__Extrait étudié__
╭──

3. De la circularité entre dire et faire

3.1 De la communication exolingue

                Le champ de l'acquisition est un champ où il semble particulièrement difficile de se passer de la notion de locuteur natif, qu'il s'agisse de définir l'apprenant, le non-natif, ou d'évaluer sa compétence, l'état de son interlangue (Vogel 1995) sur une échelle dont le sommet a pour repère la compétence du locuteur natif. L'opposition entre natif et non-natif, par ailleurs, a été mise en situation si l'on peut dire avec le concept de communication exolingue (Porquier 1984) dans le champ de la communication interculturelle. L'exolinguisme caractérise une situation de communication asymétrique entre des participants ne maîtrisant pas de manière égale la langue qu'ils utilisent pour agir ensemble.

╰──

__Données__
╭──

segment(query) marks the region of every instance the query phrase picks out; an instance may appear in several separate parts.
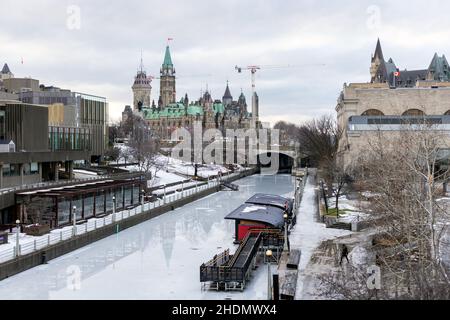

╰──

__Consigne__
Modifiez le passage sur la communication exolingue en le recopiant à partir de « Le champ de l'acquisition » et jusqu'à « pour agir ensemble. », puis remplacez « asymétrique » par « déséquilibrée ».

__Corrigé complet__
Le champ de l'acquisition est un champ où il semble particulièrement difficile de se passer de la notion de locuteur natif, qu'il s'agisse de définir l'apprenant, le non-natif, ou d'évaluer sa compétence, l'état de son interlangue (Vogel 1995) sur une échelle dont le sommet a pour repère la compétence du locuteur natif. L'opposition entre natif et non-natif, par ailleurs, a été mise en situation si l'on peut dire avec le concept de communication exolingue (Porquier 1984) dans le champ de la communication interculturelle. L'exolinguisme caractérise une situation de communication déséquilibrée entre des participants ne maîtrisant pas de manière égale la langue qu'ils utilisent pour agir ensemble.